* **WHAT THIS TASK INVOLVES**
Reproduce all of the data below word for word, keeping every line in its original order.

====================

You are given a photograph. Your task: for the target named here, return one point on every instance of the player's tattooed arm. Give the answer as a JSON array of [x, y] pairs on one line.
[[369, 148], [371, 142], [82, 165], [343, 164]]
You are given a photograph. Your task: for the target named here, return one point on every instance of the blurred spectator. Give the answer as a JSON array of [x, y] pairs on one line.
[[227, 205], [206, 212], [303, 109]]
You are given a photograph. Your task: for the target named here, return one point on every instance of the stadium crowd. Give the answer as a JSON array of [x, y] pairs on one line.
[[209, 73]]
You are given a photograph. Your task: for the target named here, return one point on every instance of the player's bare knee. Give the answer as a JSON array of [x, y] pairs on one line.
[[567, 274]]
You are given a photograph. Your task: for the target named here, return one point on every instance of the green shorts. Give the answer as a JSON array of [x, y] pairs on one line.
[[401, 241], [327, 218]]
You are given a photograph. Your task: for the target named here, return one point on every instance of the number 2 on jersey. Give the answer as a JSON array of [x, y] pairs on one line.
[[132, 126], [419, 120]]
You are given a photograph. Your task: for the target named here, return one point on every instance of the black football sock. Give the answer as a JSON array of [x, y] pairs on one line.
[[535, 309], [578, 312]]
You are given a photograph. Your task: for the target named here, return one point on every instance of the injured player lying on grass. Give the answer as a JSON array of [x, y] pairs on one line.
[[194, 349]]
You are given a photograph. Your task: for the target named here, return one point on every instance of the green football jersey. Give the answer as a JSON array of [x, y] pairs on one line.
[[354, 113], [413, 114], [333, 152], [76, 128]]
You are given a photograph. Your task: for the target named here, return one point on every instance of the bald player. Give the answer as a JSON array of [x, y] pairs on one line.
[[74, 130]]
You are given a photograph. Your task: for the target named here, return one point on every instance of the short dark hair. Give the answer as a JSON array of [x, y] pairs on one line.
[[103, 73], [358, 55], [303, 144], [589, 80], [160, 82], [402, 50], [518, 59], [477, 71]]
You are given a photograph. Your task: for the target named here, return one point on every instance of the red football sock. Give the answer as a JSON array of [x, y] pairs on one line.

====================

* **SOLUTION TO THE EXERCISE**
You are given a photograph. Your task: for the target named here, return one point on every instance of the player's tattooed arm. Give the answer as a JSON array of [x, y] pairs on one line.
[[369, 148], [371, 142], [82, 165], [343, 164]]
You are given a photograph. Your task: for the target named here, return one point on every instance of the blurred spectator. Give the answer as a JSON array of [x, y] pairs on one line.
[[227, 205], [206, 212], [303, 109]]
You are given a photograph. Your task: for the target named here, return one point on every instance of the stadium crowd. Give the answer as a JSON array of [x, y] pairs on one line.
[[209, 73]]
You are given a photograph. Your task: for the target named here, return one point on every instance of the player's bare knee. Give the answer as a JSON array of [x, y] pairs on one line.
[[567, 274]]
You are given a photograph. Your task: for the target named here, return one point on every instance of the green shorts. Give the answer as a JSON array of [x, y] pairs on one line.
[[401, 241], [327, 218]]
You are given a photograph. Your task: for the target named here, return one point on every instance of the number 2 on jersey. Give the answer as a JSON array of [x, y] pairs on one line.
[[132, 126], [419, 120]]
You are given a photograph. Your task: for the target named here, return one point on every instance of the black football sock. Give the answer as a JSON array of [x, y] pairs on one line.
[[535, 309], [578, 312]]
You are given a photograph. Your task: for the target named here, return one point on every instance of the injured player lying on grass. Give the answer as a JSON array of [x, y] pairs on one line.
[[194, 349]]
You are given a photograph. Your task: for the target named here, return one point on every instance of the green football jersey. Give the answer as a JSON array of [x, y] pairs on one line.
[[354, 113], [413, 114], [333, 152], [76, 128]]
You are given a photograph. Your task: for the target named here, return one point on every instance of the bald player. Give the answer as a JSON array of [x, y] pairs on one line.
[[74, 130]]
You are given a photograph. Your task: for the target named here, return one point on every instance of the short dark hair. Give the answer as a JSON array of [x, y] pairs on one line.
[[103, 73], [358, 55], [303, 144], [589, 80], [160, 82], [402, 50], [518, 59], [477, 71]]
You are given a photograph. Your task: for the target named here, return one point on every instance of the red football sock. Give the answer as a JSON array of [x, y] pairs on one line.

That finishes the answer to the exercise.